With respect to Cuba, I think we did see a fairly dramatic decision by the Cuban Government to release the vast majority of political prisoners who we had been raising concern about for some time. We have not yet seen a letup in the kind of day-to-day harassment that civil society activists face in Cuba. Short-term arrests, unfortunately, have continued. I am not particularly surprised about that. We, in fact, I think, expected that precisely because the Cuban Government would be nervous about the implications of the opening, that in the short term they might actually intensify a crackdown. We very firmly believe that in the long run, for the reasons I mentioned in response to Matt’s question, this is going to put us in a much stronger position to promote human rights and to stand by civil society on the island.

MR KIRBY: Lesley?

QUESTION: Tom, can I just follow up on that? How many are those short-term detentions? You gave Congress a figure recently of since the – since Obama and Castro announced this agreement. Have we seen the numbers of prisoners increase or decrease? And what are they currently?

ASSISTANT SECRETARY MALINOWSKI: Well, there’s a distinction here between —

QUESTION: Short-term —

ASSISTANT SECRETARY MALINOWSKI: — prisoners who have been convicted, right, who are —

QUESTION: Right.

ASSISTANT SECRETARY MALINOWSKI: — in for months or years. Short term, we’re talking about people who were picked up for a day or two to prevent them —

QUESTION: Right.

ASSISTANT SECRETARY MALINOWSKI: — from having a meeting or a rally or doing other things. What I mentioned to Congress – and we factually report the numbers as we get them – was a significant decline earlier this year.

QUESTION: Right.

ASSISTANT SECRETARY MALINOWSKI: I was very cautious in not suggesting that we thought that this was necessarily a trend; it was simply a fact at that time. In the last few months we’ve seen an increase from those low numbers. And so as I just mentioned, this is a problem that continues.

MR KIRBY: Said.

QUESTION: Thank you, John. Thank you, sir. My name’s Said Arikat. I just want to talk about the section that pertains to Israel and the West Bank. Now, you cite figures that are really consistent with the United Nations Commission of Inquiry. My first question is: Why do you reject – if it’s so consistent, why do you reject the commission’s – the United Nations Commission of Inquiry? And second, you also cite improvement by both Israel and the West – and the Palestinian Authority. Could you share with us some of those improvements? Thank you, sir.

▶ _Actions to take_
**1)** Does the briefing transcript agree with each statement below? Answer yes or no for each, and quote the deciding words.
(a) Short-term arrests in Cuba have stopped.
(b) Malinowski told Congress of a significant decline earlier this year.
(c) Malinowski presented that decline as a trend.
**2)** Which names in the briefing transcript are spoken to address someone directly or to call on them? List every one.

Part of a data file:
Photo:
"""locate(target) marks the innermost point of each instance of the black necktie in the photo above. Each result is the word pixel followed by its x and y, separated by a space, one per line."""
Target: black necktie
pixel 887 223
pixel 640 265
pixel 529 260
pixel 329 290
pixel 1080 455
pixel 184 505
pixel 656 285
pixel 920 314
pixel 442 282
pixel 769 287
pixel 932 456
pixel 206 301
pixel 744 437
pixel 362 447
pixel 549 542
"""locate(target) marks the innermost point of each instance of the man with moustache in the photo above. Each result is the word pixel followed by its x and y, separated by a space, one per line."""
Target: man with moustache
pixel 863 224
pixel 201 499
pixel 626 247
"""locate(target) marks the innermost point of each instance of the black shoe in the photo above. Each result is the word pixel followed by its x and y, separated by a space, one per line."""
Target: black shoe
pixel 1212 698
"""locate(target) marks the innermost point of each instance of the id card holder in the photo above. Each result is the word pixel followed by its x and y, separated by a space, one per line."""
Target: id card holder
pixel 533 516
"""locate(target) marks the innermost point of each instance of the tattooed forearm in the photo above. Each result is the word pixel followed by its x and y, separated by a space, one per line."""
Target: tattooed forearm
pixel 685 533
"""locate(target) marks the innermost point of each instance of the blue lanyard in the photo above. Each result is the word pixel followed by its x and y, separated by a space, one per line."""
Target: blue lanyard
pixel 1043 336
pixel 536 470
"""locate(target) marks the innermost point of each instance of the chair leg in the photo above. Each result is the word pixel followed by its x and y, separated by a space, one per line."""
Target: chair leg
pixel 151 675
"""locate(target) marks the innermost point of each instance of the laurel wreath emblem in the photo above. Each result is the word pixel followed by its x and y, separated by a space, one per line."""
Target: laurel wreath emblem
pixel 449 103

▶ _Correct answers_
**1)**
(a) No: "Short-term arrests, unfortunately, have continued."
(b) Yes: "What I mentioned to Congress – and we factually report the numbers as we get them – was a significant decline earlier this year."
(c) No: "I was very cautious in not suggesting that we thought that this was necessarily a trend"

**2)** Lesley, Tom, Said, John